> Extracted text:
Fiancée inadvertently exposed evidence tampering

Joseph Yossarian
5 min readMay 20, 2022
Lithograph of an elderly man in a dressing gown, armed with a sword accosting two men ransacking a room, one of who is holding a shotgun.
Rev Buckle accosts the burglars (Project Gutenberg)

Let me take you on a journey back in time. To 1879, when Victoria was on the throne, Disraeli sat in Number Ten, and Joseph Swan of Newcastle had recently announced his invention of the incandescent light bulb.

Inside a vicarage in the remote Northumberland village of Edlingham, six miles south-west of Alnwick, an incident occurred that saw two innocent men imprisoned, and the methods of the local constabulary heavily criticised after it emerged that police skulduggery was afoot. The case was also instrumental in bringing about the formation of the Court of Appeal.

Region segmentation data

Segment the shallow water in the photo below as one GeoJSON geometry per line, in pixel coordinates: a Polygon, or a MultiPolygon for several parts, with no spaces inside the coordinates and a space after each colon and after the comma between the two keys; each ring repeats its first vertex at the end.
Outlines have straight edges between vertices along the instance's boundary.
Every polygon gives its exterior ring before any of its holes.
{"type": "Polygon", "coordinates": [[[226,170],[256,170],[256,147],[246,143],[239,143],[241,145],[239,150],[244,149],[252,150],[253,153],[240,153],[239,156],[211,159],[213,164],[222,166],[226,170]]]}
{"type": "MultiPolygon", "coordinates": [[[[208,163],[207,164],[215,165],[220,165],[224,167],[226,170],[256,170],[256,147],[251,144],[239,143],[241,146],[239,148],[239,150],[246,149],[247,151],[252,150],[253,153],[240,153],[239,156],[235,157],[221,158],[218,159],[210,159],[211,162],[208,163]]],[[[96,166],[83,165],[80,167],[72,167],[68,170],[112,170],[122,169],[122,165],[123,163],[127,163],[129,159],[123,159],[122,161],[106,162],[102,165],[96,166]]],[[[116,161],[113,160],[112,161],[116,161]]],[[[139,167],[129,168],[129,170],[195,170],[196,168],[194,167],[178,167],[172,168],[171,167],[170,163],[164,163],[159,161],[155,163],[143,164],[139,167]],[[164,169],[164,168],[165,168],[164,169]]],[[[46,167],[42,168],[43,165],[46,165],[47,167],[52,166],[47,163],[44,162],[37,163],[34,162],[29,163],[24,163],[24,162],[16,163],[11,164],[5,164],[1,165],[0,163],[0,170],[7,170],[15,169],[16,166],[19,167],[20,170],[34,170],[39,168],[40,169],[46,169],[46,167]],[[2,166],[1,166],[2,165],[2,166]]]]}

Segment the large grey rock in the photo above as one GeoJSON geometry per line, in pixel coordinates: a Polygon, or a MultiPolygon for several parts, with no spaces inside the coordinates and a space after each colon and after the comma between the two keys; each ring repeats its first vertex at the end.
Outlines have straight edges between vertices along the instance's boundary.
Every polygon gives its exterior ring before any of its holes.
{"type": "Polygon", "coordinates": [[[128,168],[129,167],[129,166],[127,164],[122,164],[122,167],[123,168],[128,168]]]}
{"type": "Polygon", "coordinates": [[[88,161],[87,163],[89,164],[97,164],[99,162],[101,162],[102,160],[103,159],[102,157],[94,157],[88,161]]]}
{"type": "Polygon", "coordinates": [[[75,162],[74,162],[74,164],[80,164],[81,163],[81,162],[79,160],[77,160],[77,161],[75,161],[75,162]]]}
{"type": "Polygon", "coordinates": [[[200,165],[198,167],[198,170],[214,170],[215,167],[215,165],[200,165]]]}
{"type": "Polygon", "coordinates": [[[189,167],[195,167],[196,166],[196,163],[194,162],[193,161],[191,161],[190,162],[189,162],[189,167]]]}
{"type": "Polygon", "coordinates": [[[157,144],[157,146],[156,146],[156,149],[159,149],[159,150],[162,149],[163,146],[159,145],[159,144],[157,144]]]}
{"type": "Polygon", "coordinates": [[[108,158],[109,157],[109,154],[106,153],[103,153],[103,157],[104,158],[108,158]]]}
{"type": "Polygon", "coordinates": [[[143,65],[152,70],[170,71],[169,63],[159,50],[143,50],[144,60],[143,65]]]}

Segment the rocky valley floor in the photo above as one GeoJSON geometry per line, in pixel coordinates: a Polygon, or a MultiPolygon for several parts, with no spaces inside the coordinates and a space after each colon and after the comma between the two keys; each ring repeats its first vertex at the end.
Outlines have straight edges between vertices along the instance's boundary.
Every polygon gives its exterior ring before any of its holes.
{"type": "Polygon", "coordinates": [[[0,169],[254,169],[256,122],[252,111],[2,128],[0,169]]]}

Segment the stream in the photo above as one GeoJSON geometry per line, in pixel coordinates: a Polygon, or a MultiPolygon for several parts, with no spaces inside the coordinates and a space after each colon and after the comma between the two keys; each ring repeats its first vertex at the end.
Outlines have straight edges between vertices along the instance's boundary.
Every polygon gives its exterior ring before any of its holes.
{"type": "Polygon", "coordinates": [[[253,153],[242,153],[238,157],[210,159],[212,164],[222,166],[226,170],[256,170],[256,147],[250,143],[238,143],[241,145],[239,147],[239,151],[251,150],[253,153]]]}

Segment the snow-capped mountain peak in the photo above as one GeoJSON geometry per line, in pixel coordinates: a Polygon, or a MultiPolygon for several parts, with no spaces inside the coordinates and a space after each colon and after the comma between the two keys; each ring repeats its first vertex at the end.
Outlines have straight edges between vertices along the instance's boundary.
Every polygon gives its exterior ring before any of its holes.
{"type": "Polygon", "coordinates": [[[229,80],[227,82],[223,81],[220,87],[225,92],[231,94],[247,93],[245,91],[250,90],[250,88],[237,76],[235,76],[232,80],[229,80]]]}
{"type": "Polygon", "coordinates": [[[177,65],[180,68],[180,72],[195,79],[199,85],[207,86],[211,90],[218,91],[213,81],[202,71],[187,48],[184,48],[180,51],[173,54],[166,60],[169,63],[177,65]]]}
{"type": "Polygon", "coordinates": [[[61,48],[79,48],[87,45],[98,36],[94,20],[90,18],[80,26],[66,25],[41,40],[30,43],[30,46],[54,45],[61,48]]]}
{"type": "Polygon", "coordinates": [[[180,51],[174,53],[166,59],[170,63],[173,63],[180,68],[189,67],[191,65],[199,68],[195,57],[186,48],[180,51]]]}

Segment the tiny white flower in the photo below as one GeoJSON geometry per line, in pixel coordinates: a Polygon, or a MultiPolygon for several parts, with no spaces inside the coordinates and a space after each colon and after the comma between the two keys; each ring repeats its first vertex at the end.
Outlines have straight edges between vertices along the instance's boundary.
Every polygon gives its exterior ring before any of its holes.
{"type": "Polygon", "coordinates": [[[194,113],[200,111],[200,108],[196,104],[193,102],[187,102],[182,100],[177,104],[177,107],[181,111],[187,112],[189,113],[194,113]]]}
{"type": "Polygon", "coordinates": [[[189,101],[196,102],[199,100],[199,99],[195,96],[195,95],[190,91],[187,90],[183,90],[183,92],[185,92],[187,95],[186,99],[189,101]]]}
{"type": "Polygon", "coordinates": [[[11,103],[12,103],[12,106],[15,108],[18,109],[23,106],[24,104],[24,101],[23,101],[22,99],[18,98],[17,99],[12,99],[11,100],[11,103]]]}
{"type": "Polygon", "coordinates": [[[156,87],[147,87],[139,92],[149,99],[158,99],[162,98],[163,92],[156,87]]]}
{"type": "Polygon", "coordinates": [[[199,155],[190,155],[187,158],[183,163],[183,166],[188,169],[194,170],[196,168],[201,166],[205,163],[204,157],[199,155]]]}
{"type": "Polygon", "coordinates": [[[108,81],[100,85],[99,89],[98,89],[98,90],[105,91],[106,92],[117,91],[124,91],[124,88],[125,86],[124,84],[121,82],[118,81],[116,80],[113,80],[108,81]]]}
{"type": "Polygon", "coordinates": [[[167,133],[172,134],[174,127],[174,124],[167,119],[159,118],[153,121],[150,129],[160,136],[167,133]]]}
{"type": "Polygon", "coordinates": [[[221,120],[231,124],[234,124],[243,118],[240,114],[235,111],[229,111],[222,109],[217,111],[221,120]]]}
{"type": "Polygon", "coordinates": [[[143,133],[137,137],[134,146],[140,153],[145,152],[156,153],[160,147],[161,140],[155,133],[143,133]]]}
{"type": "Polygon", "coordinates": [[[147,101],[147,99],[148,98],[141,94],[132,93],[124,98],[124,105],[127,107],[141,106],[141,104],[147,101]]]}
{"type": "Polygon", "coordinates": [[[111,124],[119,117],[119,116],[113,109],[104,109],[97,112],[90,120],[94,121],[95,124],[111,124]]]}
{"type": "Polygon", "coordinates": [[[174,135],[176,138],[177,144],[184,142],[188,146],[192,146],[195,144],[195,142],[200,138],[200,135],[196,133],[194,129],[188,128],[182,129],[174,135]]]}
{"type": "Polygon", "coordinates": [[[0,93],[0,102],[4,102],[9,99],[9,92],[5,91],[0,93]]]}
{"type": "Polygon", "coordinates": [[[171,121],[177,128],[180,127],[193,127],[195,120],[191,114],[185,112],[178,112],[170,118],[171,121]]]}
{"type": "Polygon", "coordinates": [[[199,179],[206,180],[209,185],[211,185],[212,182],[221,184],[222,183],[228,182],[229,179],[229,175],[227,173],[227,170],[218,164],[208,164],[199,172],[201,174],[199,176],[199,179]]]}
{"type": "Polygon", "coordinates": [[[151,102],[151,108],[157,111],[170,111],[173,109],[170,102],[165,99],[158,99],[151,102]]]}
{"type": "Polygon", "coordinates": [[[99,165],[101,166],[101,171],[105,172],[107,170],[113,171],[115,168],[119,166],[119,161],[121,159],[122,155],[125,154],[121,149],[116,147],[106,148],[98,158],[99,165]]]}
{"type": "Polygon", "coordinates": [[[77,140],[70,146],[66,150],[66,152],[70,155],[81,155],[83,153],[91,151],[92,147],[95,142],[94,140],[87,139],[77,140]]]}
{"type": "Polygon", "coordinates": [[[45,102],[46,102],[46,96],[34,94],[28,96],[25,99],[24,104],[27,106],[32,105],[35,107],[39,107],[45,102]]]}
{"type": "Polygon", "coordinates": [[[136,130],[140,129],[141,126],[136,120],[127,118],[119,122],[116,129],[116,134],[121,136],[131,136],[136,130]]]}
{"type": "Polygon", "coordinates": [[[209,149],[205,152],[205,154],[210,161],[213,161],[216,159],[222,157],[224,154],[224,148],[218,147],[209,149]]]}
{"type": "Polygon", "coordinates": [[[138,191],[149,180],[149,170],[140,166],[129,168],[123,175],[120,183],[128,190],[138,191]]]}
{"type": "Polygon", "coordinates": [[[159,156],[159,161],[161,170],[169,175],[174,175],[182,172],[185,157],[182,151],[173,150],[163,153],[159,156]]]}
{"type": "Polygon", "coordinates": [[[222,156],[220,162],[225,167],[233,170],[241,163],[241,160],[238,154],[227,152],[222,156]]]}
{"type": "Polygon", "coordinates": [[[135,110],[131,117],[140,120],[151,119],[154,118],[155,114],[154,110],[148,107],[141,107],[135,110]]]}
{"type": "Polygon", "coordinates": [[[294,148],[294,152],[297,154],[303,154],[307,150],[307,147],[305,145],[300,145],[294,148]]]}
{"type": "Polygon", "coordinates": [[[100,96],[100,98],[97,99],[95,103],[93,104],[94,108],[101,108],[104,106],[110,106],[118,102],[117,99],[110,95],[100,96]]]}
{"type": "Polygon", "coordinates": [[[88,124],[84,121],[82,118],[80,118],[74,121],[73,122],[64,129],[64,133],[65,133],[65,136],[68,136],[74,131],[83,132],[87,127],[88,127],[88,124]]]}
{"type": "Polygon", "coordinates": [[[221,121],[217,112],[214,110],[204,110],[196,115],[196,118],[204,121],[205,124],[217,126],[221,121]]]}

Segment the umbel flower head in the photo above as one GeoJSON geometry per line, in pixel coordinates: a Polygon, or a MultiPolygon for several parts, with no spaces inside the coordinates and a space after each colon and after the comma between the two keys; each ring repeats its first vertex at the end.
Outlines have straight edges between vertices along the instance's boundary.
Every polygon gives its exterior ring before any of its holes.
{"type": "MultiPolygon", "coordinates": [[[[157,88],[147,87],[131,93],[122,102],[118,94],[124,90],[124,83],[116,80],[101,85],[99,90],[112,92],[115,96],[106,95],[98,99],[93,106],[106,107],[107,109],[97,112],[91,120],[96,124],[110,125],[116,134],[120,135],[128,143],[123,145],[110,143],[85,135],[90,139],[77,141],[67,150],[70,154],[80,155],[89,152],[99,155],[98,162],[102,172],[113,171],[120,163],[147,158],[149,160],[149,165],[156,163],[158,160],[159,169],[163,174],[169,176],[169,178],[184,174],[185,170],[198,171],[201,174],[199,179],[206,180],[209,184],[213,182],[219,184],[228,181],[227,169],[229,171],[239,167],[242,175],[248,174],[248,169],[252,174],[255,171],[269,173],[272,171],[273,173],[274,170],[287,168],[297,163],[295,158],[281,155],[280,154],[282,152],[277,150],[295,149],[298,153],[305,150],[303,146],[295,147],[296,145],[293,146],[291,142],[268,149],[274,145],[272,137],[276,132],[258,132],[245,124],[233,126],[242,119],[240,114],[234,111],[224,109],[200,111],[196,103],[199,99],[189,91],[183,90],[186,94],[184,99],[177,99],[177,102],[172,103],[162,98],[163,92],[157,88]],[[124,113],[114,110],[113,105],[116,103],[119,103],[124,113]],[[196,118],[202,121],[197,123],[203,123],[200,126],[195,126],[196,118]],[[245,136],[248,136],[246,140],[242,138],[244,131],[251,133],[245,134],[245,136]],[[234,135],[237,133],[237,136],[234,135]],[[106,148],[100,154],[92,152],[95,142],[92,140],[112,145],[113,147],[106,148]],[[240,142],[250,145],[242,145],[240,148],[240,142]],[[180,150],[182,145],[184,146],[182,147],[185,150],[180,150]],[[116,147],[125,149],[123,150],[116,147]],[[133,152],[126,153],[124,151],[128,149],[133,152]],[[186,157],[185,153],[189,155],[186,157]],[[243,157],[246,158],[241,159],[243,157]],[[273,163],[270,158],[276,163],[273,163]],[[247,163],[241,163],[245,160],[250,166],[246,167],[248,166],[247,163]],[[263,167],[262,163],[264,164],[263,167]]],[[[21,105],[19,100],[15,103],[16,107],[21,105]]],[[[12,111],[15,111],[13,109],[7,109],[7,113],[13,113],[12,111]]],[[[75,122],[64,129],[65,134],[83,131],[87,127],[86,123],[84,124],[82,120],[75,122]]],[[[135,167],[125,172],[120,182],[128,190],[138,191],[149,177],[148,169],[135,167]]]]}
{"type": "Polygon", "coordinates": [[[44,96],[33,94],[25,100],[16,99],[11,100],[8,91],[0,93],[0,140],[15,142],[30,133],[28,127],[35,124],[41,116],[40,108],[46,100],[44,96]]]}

> Problem to solve:
List every person named in the excerpt about the Edlingham vicarage case. These rows were drawn from a separate source unrelated to the text.

> Task output:
Joseph Yossarian, Rev Buckle, Victoria, Disraeli, Joseph Swan